Copy the records below word for word, keeping every line the same.

☆ ☆ ☆ ☆ ☆ ☆ ☆

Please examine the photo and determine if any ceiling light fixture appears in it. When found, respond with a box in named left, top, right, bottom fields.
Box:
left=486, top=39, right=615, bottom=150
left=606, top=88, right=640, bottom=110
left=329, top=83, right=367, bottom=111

☆ ☆ ☆ ☆ ☆ ☆ ☆

RESULT OF THE TASK —
Please examine the photo and determine if any ceiling light fixture appears in it. When found, respond with a box in named left, top, right, bottom fields.
Box:
left=486, top=39, right=615, bottom=150
left=606, top=88, right=640, bottom=110
left=329, top=83, right=367, bottom=111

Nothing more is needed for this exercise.